> [Bloque de texto]

Una carta que despeja cualquier
duda que, aún hoy, pudiera sobrevivir sobre la posición política del escritor
Jorge Luis Borges con respecto al expresidente argentino Juan Domingo Perón y a
su creación, el justicialismo, fue hallada por el autor de este artículo en una
reciente investigación hemerográfica. El documento posee definiciones
significativas. Desde lo semántico, el autor de Funes el memorioso definió al peronismo como un «monstruo neológico»
y recordó el tenor de las celebraciones del 17 de octubre, como así también
cánticos del estilo «¡La vida por Perón!» que, afirmó Borges, se trataron de
una «decisión retórica» olvidada tanto por peronistas como por el propio Perón a
partir de la mañana del 16 de septiembre de 1955.
La carta posee un título: Leyenda y realidad. Se publicó en el
diario El Tiempo en la edición del
viernes 28 de mayo de 1971 y pasó inadvertida por sus biógrafos y politólogos. Fue
enviada a la Comisión Promotora de Concentración Cívica en Pro de la República
y, al mismo tiempo, se reprodujo en el diario de la ciudad argentina de Azul,
provincia de Buenos Aires.
Borges no se ahorró definiciones de
índole política: «El dictador [Perón] fue un nuevo rico»; y recordó que,
inclusive, utilizó la muerte de su esposa Eva «para fines publicitarios».
Picana eléctrica para los opositores a su gobierno, confiscación de bienes, políticos encarcelados y fusilamiento de obreros, para Borges, caracterizaron los gobiernos de Juan Domingo Perón entre 1946 y 1955.
La
Argentina circular
Antes de introducirnos en el
documento epistolar, es necesario plantear un breve contexto. Perón había sido
derrocado por la «Revolución Libertadora» en 1955 y, desde entonces, su exilio
se extendió hasta 1972 y su regreso definitivo al año siguiente. Para cuando
Borges dictó su carta, en 1971, eran insistentes las referencias al «retorno»
del expresidente, tanto en el ámbito público de la política, encorsetado por la
censura de la dictadura vigente entonces, como en los de la resistencia y
formaciones especiales que actuaban en la clandestinidad.

> [Registros proporcionados]
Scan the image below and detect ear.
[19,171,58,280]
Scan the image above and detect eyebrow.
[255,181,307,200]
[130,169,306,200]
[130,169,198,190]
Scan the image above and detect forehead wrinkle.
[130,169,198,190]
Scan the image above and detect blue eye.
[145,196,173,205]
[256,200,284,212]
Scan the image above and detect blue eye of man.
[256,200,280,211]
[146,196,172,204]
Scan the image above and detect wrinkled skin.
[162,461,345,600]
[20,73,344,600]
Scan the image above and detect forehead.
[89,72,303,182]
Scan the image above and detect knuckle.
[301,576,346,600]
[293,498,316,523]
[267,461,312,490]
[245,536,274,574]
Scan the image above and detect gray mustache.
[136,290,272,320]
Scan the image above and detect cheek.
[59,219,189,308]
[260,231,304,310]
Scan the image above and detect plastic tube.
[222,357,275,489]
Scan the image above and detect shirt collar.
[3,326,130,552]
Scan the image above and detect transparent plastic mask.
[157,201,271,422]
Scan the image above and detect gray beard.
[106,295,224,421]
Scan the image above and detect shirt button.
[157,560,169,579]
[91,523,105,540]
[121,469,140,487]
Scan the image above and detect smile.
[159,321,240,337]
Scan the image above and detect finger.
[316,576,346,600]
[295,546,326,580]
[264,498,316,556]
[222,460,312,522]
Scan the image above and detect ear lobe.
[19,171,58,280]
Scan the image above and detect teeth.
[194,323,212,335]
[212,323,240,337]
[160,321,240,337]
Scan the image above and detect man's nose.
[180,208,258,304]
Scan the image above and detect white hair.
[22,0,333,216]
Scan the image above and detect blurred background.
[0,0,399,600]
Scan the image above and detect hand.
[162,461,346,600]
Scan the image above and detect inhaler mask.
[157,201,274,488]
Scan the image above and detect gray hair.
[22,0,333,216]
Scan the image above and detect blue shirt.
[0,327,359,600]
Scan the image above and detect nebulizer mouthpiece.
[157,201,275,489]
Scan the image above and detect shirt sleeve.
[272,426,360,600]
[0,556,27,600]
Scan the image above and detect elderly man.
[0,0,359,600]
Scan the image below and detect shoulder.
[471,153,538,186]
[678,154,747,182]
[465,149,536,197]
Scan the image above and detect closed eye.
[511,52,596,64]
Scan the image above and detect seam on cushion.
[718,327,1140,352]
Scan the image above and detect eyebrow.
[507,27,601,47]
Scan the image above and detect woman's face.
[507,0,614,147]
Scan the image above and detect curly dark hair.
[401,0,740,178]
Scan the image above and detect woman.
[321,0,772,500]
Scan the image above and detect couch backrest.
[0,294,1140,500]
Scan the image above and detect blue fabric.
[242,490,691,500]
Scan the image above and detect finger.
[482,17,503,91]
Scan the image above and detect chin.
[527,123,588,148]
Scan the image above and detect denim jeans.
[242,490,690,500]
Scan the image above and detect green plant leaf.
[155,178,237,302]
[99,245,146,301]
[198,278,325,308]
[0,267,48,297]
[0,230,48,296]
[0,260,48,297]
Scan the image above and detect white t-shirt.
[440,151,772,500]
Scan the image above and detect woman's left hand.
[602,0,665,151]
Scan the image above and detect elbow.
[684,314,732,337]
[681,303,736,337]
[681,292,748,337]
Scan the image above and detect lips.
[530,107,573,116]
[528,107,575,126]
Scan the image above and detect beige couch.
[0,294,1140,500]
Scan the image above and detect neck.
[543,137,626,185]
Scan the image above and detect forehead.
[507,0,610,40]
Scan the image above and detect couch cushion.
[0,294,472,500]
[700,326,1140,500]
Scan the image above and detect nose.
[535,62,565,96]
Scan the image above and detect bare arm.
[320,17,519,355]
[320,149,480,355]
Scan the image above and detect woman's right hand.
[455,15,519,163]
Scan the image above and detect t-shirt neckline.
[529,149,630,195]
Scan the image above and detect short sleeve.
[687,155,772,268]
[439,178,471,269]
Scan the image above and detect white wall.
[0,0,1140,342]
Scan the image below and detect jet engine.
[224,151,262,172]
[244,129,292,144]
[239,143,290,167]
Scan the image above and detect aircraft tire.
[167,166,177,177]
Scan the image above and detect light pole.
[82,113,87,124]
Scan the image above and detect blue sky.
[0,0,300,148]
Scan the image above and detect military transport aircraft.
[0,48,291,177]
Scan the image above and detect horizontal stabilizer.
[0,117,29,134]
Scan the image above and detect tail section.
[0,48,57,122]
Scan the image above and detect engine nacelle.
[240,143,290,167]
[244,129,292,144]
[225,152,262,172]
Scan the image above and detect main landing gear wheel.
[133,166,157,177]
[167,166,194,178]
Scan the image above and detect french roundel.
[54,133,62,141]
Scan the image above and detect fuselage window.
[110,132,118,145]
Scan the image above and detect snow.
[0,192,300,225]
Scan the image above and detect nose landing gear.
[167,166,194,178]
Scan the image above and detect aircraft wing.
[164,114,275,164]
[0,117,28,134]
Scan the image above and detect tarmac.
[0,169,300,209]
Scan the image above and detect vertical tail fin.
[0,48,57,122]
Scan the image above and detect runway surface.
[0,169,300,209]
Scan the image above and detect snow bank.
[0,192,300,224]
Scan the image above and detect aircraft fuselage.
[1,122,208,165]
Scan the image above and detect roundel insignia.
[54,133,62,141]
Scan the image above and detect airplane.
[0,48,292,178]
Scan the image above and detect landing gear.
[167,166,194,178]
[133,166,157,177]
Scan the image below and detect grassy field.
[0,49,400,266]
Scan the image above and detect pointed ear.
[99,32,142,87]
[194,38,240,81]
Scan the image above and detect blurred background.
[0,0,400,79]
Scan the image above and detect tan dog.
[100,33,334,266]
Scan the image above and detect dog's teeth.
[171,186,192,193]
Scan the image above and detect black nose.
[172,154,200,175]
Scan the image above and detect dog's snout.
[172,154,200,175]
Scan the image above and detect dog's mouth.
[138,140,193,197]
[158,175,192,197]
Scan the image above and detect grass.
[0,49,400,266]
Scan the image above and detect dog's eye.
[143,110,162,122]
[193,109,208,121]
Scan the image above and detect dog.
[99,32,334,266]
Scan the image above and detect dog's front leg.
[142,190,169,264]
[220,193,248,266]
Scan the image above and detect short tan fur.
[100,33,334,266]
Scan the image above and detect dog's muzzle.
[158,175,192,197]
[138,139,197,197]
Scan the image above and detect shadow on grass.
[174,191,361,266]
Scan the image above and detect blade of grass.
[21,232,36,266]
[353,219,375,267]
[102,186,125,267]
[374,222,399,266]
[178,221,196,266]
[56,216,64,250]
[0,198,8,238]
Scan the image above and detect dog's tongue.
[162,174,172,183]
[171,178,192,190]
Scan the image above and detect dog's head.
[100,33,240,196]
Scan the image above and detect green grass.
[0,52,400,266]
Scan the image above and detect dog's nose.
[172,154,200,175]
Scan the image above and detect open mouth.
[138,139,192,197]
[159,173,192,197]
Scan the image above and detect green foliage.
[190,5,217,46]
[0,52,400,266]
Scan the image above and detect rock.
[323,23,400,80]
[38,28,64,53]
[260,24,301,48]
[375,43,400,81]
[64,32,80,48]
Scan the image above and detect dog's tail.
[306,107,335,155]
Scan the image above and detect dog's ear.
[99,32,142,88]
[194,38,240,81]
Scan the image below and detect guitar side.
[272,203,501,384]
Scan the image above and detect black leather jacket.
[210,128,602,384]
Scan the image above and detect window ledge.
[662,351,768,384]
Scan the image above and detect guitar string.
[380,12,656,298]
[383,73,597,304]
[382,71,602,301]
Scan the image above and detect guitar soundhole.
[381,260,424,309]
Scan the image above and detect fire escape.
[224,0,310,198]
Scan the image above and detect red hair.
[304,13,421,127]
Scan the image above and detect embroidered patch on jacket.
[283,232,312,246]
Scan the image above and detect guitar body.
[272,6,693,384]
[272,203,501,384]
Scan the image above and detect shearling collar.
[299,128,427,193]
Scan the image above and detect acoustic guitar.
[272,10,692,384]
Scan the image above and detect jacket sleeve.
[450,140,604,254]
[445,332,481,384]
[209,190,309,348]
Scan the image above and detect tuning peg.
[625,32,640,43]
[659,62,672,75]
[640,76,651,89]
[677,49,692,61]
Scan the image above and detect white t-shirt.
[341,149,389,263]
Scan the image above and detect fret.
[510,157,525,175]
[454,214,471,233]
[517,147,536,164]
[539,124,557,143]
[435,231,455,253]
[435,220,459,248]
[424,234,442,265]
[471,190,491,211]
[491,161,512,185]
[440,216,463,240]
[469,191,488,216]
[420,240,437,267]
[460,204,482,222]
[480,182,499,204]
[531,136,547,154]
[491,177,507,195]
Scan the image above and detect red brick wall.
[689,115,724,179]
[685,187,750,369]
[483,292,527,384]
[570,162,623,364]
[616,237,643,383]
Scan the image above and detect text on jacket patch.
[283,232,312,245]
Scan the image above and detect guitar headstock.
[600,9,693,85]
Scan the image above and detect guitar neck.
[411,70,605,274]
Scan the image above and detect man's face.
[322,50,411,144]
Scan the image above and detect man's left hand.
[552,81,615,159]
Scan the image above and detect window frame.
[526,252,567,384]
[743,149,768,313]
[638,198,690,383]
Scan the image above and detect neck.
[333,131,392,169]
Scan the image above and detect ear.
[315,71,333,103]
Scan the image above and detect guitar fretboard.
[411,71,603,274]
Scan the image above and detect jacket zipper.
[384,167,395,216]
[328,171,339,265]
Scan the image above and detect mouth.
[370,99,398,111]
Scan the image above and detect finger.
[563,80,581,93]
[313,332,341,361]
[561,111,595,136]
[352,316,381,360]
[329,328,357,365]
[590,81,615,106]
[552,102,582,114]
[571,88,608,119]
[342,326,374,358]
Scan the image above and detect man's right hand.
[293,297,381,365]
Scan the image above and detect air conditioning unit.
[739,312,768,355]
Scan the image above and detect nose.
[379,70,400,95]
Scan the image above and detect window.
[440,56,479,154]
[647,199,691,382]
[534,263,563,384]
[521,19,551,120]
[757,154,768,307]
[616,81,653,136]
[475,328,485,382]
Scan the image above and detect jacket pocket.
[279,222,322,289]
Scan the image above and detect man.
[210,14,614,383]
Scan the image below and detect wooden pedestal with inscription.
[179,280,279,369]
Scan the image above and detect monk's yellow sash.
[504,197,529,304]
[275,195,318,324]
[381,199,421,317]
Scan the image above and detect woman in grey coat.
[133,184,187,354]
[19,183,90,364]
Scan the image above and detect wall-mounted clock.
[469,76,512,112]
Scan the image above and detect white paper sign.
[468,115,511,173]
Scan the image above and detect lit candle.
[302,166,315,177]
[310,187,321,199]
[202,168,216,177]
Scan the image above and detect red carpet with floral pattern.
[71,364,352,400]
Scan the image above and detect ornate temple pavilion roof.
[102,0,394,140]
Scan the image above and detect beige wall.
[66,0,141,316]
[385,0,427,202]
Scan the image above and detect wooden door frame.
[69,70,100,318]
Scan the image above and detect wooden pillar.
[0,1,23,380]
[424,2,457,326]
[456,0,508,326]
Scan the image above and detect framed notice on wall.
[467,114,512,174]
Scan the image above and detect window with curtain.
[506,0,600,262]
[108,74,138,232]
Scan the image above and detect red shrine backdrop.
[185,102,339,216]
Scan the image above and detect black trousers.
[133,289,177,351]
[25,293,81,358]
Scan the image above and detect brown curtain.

> [Tareas y ejercicios]
**a)** Indica en qué diario y en qué fecha se publicó la carta de Borges según el texto sobre ella.
**b)** Indica si cada afirmación concuerda con el texto sobre la carta de Borges y responde sí o no, citando literalmente las palabras decisivas del texto.
(i) La carta de Borges llevaba el título «Leyenda y realidad».
(ii) Perón regresó de manera definitiva a la Argentina en 1972.
(iii) Borges definió al peronismo como un «monstruo neológico».
**c)** Retoma el texto sobre la carta de Borges y continúalo a partir de su última oración.

> [Las respuestas]
**a)** Se publicó en el diario El Tiempo, en la edición del viernes 28 de mayo de 1971.

**b)**
(i) Sí: "La carta posee un título: Leyenda y realidad."
(ii) No: "su exilio se extendió hasta 1972 y su regreso definitivo al año siguiente"
(iii) Sí: "el autor de Funes el memorioso definió al peronismo como un «monstruo neológico»"

**c)**
Sea como fuere, la posibilidad de
que Perón retornase a la Argentina y, aún más, que fuera nuevamente presidente,
se presentaba en 1971, cada día y mes a mes, como una realidad más próxima y
efectiva, a diferencia de lo ocurrido en la década del sesenta.
Con el cambio de década, muchas
cosas habían cambiado. Desde los sectores juveniles surgían las principales
fuerzas el pro del retorno. Vastos sectores de la clase media comenzaron a
entusiasmarse con la idea, no sólo del recupero democrático, sino también de un
nuevo gobierno peronista.
¿Y la memoria? ¿Los argentinos
habían olvidado lo ocurrido en la década justicialista? Fue ese, sin dudas, el
principal disparador para que Borges se decidiera a difundir su carta y, con
ella, su pensamiento político.
De algún modo, el escritor que imaginó un final para Martín Fierro, excusó en su carta a esos jóvenes de principios de los ’70, porque no habían vivido los ’40 y los ’50 de la manera en que él vivió esa época, al igual que otros de sus compatriotas. En cambio, para los más adultos, Borges refirió un «olvido cómplice», lo cual es toda una definición, además de una acusación.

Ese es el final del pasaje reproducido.